[[ Excerpt provided open ]]
The quote reflects the semi-Gnostic perspective the early Quakers found in the Gospel of John. Gnosticism makes a strong distinction between spirit (good) and material (bad). Really, the point here is to say that just because God can speak to us directly doesn’t mean God avoids speaking to us through others.
We talk about experiencing God speaking to us through others. Micah gave an example of the Spirit speaking to him through someone and directly, in the same day. Mackenzie talked about hearing testimonies of generosity. One Friend told her his family gives away 10% of their income, not as a church tithe, but to help others. Shortly after, other friends told her they’d all been helped by a certain other Friend, who gives away about half of what he gets—and he’s not wealthy. She felt conviction about her giving habits and believes that was the Spirit telling her it’s time to level up on that skill.
Micah points to the value of a community in encouraging faithful action.
Barclay included “conveys comfort and consolation” in his list of what Spirit-led Teachers do. Mackenzie points out that if you look at the Letter to Ephesians, shepherd and teaching are separate roles. Mackenzie has all the pastoral care skills of Sheldon Cooper. So, on the rare occasion when she knows the right thing to say to a sad friend, she figures that’s God popping by to help out.
Finally, we talk about times when people give shocking vocal ministry. Micah gives the example of people who normally have difficulty speaking or a developmental delay. Mackenzie talks about traveling ministers who speak to the condition of those present without being informed in advance. A friend of hers has experienced this in other churches, which may call it “word of knowledge.”
[[ Excerpt provided closed ]]
[[ Information provided open ]]
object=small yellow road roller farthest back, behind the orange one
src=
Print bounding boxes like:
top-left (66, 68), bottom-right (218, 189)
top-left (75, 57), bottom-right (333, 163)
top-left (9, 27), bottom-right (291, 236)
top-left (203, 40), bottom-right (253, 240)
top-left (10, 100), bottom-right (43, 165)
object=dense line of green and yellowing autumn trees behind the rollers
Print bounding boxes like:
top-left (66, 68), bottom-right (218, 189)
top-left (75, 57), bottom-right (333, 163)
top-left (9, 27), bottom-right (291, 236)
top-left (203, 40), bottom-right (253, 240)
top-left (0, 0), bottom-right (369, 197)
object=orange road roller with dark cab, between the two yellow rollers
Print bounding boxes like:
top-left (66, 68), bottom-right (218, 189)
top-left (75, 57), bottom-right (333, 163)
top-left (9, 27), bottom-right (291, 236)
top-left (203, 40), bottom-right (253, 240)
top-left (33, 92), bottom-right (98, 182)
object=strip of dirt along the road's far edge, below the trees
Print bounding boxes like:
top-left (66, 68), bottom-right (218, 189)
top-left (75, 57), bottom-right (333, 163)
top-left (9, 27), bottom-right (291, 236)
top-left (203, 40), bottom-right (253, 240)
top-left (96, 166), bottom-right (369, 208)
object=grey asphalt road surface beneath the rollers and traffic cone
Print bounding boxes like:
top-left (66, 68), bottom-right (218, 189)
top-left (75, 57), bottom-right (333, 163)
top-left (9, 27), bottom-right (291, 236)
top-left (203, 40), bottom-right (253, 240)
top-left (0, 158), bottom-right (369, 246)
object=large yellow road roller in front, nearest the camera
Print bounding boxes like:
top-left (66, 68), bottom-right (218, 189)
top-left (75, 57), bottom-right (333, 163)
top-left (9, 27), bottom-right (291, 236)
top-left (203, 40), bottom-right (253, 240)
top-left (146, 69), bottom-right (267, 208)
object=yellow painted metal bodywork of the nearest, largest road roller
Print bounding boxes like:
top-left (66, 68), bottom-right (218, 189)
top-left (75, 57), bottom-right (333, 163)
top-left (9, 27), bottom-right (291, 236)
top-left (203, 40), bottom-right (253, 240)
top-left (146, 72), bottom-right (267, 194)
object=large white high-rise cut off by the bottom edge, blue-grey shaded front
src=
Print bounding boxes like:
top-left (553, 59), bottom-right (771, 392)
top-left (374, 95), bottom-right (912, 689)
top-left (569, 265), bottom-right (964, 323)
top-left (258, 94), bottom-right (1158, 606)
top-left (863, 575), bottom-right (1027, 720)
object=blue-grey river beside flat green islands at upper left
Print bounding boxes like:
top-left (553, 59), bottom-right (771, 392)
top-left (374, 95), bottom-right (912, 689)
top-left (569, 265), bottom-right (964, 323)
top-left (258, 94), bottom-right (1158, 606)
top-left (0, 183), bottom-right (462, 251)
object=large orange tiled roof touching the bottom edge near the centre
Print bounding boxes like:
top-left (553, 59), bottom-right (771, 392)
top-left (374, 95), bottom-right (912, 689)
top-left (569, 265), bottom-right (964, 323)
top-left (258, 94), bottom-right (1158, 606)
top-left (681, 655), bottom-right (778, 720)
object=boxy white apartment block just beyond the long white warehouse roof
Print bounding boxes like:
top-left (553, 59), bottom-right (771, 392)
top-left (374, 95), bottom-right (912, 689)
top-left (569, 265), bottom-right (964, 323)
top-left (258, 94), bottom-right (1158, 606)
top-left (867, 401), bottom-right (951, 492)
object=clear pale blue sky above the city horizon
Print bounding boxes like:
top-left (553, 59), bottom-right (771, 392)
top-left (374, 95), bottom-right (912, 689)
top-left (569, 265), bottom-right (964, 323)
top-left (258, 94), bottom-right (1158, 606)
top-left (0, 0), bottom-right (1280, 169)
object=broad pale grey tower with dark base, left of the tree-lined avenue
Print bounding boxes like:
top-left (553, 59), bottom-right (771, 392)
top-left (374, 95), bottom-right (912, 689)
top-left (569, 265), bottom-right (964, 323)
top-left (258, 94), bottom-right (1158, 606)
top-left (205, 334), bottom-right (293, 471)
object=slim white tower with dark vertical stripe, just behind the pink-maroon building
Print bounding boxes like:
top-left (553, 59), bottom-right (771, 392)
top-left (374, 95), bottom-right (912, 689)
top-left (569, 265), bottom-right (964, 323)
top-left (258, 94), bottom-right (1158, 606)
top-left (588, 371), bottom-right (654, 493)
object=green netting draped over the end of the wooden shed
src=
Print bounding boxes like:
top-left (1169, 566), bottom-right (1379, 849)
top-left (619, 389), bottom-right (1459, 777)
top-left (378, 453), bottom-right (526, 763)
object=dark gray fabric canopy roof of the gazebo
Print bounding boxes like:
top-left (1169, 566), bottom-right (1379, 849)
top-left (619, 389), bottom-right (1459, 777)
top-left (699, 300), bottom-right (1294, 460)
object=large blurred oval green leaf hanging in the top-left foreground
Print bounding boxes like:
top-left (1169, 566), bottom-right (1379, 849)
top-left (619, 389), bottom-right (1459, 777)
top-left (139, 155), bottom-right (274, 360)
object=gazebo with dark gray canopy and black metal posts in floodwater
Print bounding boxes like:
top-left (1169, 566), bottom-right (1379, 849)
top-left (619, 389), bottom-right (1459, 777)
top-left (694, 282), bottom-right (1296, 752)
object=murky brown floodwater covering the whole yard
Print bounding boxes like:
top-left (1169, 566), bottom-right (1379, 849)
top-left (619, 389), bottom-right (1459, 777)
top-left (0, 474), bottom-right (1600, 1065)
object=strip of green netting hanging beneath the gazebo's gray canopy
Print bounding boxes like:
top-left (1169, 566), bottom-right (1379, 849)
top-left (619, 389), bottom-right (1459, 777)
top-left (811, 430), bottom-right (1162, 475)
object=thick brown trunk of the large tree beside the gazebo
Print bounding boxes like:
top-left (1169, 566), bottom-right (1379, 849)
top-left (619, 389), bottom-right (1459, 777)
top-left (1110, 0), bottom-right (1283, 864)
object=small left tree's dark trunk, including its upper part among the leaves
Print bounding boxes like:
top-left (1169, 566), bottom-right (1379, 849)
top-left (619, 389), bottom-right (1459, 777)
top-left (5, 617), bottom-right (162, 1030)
[[ Information provided closed ]]
**Task requirements**
Could you quote the passage on Quaker ministry between "We talk about experiencing" and "encouraging faithful action.", inclusive? The records were taken from a separate source.

**Answer to this problem**
We talk about experiencing God speaking to us through others. Micah gave an example of the Spirit speaking to him through someone and directly, in the same day. Mackenzie talked about hearing testimonies of generosity. One Friend told her his family gives away 10% of their income, not as a church tithe, but to help others. Shortly after, other friends told her they’d all been helped by a certain other Friend, who gives away about half of what he gets—and he’s not wealthy. She felt conviction about her giving habits and believes that was the Spirit telling her it’s time to level up on that skill.
Micah points to the value of a community in encouraging faithful action.